Among the entries, which lines carry the string "below"? Copy every one.

══════════════════════════════

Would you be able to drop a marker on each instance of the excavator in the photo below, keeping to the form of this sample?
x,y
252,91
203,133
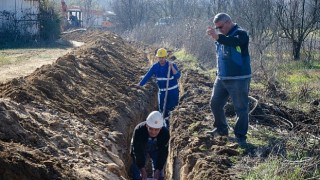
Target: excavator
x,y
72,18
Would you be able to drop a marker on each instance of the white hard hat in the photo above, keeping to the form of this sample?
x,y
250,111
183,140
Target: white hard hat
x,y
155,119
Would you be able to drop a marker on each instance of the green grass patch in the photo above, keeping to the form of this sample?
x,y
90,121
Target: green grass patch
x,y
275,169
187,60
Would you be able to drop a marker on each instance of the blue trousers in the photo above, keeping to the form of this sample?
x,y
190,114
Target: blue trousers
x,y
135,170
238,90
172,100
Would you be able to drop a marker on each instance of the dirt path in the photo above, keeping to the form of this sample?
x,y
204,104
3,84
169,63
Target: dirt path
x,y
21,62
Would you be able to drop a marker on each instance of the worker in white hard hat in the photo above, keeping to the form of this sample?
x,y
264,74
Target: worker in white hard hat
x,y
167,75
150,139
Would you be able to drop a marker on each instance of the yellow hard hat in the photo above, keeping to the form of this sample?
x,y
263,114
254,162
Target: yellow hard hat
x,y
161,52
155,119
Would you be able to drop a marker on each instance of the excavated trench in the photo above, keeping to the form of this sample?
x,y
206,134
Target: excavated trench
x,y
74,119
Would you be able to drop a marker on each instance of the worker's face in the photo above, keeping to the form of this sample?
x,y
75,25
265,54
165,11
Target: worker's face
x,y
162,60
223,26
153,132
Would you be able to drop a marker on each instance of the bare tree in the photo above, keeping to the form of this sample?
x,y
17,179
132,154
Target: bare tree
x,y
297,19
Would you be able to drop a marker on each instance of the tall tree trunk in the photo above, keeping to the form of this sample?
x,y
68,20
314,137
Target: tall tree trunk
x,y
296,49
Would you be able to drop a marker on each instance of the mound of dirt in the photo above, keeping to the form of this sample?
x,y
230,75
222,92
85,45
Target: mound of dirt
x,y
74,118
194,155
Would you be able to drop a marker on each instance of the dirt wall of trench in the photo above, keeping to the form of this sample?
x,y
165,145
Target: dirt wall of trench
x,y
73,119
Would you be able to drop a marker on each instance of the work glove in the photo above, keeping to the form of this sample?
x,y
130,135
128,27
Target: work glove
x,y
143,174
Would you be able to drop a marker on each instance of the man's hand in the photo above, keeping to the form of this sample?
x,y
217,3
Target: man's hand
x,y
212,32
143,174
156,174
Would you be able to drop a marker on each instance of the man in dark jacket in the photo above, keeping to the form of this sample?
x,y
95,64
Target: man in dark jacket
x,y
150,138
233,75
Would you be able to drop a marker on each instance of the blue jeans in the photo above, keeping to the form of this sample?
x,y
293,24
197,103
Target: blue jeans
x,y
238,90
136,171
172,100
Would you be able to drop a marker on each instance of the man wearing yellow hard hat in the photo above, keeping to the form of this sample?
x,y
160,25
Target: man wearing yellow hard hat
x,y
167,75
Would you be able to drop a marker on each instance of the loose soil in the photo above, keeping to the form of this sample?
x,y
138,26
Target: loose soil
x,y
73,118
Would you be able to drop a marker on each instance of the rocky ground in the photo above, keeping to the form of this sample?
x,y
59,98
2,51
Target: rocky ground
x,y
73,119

══════════════════════════════

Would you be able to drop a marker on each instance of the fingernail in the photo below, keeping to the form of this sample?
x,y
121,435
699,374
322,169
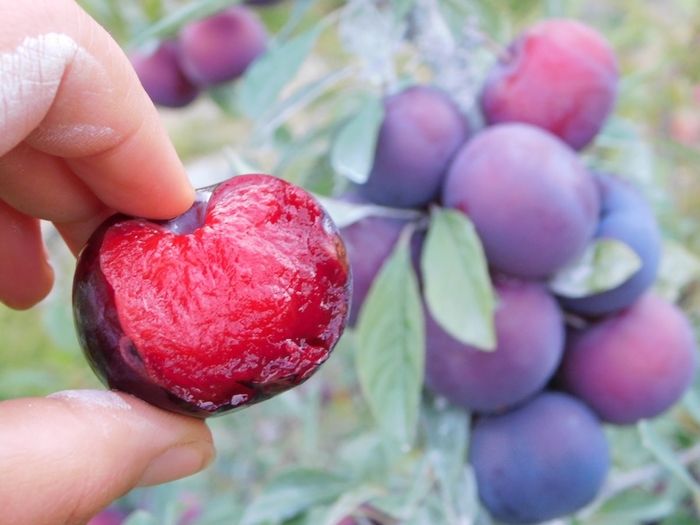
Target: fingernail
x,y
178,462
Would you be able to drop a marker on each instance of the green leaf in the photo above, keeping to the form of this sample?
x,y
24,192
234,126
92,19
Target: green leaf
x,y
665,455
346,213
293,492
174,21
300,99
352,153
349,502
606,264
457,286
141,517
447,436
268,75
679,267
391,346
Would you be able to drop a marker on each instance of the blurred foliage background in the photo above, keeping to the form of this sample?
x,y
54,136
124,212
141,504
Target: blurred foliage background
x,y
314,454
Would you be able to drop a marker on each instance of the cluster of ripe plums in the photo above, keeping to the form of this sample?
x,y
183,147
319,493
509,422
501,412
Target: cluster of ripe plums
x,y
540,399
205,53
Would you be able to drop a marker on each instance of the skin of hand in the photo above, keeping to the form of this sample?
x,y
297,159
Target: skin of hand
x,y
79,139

══════════════════════════════

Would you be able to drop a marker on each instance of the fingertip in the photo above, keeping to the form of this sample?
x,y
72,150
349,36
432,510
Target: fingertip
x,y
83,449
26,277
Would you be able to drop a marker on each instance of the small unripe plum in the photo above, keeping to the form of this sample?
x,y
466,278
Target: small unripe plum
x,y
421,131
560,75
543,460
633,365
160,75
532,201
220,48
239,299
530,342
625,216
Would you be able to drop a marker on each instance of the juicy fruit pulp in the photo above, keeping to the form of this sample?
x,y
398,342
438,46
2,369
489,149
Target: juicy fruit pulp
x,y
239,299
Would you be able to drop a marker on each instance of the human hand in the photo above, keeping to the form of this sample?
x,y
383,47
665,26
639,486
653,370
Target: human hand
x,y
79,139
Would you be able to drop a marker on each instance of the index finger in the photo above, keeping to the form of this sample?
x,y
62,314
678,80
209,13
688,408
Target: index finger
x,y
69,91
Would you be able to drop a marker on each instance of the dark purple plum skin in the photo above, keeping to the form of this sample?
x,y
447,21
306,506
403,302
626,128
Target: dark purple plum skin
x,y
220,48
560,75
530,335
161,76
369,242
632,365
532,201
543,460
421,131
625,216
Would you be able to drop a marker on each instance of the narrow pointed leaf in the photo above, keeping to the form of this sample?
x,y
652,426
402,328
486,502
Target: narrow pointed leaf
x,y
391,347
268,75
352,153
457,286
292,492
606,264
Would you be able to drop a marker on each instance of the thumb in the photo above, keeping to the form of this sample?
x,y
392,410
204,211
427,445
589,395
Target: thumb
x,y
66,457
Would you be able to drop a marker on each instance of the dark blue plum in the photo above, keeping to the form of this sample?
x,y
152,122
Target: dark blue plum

══════════════════════════════

**Result for this task:**
Would you be able to drop a marker on each instance of the excavator in the photo below, keeping to the form of this sample?
Would you be able to drop a marker on each instance of the fingernail in the photo below, keeping to the form of this sample?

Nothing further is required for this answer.